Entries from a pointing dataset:
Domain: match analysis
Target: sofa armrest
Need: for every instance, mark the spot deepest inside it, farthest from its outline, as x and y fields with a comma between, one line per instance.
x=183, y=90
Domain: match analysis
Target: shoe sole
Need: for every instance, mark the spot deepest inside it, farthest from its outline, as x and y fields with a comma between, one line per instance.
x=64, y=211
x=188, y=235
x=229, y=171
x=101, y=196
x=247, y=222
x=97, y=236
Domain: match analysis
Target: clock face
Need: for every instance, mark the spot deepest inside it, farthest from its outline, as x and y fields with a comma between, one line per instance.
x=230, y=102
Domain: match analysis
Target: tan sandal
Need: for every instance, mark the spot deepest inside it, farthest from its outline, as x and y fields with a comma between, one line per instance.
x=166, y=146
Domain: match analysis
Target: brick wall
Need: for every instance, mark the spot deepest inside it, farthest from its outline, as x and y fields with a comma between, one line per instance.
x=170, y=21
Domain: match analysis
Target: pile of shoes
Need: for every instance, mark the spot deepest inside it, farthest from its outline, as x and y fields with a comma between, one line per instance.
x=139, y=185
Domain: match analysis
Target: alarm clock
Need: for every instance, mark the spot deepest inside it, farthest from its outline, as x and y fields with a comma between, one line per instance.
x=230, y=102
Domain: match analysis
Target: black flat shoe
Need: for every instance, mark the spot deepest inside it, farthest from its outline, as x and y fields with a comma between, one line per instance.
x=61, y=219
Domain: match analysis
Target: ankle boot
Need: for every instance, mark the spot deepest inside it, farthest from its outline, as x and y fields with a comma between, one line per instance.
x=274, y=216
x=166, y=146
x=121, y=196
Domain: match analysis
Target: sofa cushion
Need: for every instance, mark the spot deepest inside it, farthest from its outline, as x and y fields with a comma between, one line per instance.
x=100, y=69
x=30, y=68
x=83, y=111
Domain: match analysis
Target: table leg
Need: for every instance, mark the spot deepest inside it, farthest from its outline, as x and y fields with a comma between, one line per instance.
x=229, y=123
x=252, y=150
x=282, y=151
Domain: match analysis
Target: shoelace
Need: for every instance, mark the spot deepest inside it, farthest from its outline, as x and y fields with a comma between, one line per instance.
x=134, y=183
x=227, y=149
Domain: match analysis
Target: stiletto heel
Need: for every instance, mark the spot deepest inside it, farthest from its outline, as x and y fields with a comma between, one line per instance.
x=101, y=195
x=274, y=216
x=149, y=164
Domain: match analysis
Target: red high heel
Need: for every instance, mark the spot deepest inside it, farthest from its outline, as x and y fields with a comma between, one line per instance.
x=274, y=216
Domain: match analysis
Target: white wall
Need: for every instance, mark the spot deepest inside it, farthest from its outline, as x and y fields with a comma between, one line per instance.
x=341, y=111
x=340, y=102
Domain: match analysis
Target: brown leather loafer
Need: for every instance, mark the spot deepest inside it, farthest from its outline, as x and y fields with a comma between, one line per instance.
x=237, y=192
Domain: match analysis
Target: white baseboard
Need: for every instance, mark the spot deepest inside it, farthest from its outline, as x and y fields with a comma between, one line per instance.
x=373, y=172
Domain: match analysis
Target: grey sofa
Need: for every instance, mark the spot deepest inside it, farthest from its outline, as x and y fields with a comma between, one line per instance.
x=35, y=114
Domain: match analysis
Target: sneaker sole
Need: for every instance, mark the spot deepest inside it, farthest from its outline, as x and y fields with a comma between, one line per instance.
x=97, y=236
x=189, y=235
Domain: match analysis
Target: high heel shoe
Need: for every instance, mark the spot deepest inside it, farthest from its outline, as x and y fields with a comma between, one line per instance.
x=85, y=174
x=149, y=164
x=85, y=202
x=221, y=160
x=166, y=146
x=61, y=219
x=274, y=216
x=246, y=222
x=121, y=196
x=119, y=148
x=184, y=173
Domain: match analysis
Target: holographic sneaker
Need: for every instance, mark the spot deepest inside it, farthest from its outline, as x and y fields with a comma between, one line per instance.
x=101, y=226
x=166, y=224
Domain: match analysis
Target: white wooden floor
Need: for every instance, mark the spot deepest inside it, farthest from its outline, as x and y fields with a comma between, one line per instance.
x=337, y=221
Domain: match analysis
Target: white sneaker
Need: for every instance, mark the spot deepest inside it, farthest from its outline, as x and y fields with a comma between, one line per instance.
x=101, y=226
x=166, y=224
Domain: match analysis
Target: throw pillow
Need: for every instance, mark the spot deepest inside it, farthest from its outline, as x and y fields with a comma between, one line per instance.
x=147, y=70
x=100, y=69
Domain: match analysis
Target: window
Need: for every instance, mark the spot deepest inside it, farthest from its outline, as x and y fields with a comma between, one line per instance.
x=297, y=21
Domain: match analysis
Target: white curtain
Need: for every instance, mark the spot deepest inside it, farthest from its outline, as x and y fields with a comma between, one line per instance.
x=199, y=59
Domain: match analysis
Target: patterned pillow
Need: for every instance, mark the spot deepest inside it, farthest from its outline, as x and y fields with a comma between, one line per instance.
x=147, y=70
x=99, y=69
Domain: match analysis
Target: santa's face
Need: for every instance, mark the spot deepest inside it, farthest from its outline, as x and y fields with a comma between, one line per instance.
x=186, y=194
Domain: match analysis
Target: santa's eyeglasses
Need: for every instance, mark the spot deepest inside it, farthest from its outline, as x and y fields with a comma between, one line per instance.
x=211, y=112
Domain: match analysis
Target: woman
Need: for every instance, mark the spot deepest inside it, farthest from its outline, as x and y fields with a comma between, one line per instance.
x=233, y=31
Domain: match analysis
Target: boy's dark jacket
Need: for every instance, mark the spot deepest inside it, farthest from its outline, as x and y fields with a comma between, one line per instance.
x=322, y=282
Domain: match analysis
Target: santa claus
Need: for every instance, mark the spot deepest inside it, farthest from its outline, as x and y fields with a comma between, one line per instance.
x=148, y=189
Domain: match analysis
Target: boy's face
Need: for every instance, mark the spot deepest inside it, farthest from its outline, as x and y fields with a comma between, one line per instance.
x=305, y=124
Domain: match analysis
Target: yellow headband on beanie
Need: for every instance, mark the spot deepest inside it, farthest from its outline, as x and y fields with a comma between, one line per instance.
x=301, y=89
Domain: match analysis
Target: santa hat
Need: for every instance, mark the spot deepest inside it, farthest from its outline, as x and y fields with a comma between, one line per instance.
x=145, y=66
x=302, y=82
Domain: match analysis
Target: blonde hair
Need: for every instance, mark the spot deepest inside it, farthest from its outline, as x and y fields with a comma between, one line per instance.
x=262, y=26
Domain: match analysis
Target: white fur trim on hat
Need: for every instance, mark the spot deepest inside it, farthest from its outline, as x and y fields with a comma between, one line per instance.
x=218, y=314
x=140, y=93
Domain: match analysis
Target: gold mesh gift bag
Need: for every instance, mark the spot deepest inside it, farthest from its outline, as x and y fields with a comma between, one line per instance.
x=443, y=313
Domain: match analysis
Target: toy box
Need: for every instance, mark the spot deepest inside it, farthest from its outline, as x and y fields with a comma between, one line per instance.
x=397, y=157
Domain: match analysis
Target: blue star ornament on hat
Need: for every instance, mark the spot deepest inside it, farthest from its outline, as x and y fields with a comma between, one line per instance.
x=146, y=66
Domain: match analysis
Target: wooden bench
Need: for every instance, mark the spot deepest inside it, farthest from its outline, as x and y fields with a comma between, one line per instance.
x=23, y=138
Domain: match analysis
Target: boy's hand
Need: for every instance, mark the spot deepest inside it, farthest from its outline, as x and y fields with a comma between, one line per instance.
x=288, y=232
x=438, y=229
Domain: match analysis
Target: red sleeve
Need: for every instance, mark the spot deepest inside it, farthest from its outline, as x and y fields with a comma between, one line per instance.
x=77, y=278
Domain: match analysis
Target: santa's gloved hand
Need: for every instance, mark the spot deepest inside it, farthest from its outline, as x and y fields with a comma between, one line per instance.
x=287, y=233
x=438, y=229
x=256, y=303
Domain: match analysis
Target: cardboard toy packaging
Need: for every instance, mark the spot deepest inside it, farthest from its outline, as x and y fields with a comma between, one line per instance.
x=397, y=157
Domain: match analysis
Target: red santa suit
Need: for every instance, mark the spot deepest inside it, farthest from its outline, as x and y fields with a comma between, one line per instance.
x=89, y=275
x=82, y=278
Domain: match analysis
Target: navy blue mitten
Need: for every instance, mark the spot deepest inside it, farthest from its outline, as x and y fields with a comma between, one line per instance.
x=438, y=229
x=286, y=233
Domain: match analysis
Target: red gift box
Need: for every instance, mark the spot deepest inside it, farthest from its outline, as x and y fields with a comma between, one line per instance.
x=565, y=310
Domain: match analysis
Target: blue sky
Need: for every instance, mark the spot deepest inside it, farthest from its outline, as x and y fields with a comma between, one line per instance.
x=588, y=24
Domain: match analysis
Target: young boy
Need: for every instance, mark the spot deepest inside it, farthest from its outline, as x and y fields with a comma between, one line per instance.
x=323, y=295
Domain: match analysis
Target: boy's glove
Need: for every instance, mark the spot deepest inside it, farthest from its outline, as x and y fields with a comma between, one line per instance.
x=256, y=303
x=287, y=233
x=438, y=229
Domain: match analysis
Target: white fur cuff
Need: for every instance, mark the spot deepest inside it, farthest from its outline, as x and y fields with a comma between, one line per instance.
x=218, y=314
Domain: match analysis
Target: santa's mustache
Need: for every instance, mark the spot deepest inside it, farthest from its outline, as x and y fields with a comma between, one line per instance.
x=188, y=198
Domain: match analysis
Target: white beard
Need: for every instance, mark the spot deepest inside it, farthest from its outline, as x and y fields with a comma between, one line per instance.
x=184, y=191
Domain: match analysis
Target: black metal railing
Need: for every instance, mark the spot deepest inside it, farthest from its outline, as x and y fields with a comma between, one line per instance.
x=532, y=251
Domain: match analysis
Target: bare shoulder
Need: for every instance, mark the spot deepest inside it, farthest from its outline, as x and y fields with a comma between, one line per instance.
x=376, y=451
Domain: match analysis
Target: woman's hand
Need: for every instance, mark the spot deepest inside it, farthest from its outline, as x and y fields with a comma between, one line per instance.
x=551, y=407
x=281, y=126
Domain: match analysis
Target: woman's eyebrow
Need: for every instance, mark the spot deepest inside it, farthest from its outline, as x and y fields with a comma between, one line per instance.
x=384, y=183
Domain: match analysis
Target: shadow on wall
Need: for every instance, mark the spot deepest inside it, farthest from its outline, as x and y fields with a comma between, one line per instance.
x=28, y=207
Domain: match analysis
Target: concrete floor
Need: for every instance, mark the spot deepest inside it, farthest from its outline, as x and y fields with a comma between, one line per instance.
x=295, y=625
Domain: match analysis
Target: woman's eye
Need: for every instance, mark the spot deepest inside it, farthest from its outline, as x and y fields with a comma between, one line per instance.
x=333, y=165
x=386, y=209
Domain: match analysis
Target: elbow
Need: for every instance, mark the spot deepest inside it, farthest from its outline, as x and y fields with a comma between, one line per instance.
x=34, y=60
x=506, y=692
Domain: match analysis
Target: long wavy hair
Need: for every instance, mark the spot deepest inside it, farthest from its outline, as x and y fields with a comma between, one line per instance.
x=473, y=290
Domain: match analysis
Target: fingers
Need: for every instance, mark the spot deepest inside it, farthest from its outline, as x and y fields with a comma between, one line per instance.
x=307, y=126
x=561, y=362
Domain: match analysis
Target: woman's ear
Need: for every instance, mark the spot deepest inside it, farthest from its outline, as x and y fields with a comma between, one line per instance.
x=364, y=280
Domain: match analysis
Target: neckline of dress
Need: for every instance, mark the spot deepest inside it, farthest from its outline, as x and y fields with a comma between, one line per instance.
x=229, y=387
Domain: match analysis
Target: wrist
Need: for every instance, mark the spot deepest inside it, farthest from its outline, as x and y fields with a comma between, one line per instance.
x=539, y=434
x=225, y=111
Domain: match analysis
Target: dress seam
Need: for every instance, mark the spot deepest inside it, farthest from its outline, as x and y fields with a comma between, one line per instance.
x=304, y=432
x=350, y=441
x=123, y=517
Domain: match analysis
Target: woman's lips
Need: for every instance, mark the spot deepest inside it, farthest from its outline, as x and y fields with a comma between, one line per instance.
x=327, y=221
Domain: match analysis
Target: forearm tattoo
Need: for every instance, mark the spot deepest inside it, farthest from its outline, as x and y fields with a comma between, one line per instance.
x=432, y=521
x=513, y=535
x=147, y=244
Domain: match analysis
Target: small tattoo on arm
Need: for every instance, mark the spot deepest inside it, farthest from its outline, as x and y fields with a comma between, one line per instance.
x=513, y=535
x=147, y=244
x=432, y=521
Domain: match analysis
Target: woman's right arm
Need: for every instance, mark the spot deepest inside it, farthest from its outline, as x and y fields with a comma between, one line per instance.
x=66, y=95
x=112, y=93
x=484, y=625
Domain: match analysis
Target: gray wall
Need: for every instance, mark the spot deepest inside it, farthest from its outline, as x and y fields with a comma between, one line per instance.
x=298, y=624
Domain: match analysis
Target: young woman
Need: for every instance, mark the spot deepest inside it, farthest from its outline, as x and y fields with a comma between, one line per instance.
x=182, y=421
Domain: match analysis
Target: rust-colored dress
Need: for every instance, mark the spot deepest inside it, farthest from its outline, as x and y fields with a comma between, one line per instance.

Work to do:
Find every line in the entries above that contains the word "dress", and copy each of those lines.

Solution to the problem:
Target: neckline of dress
Target: dress seam
Target: rust-colored dress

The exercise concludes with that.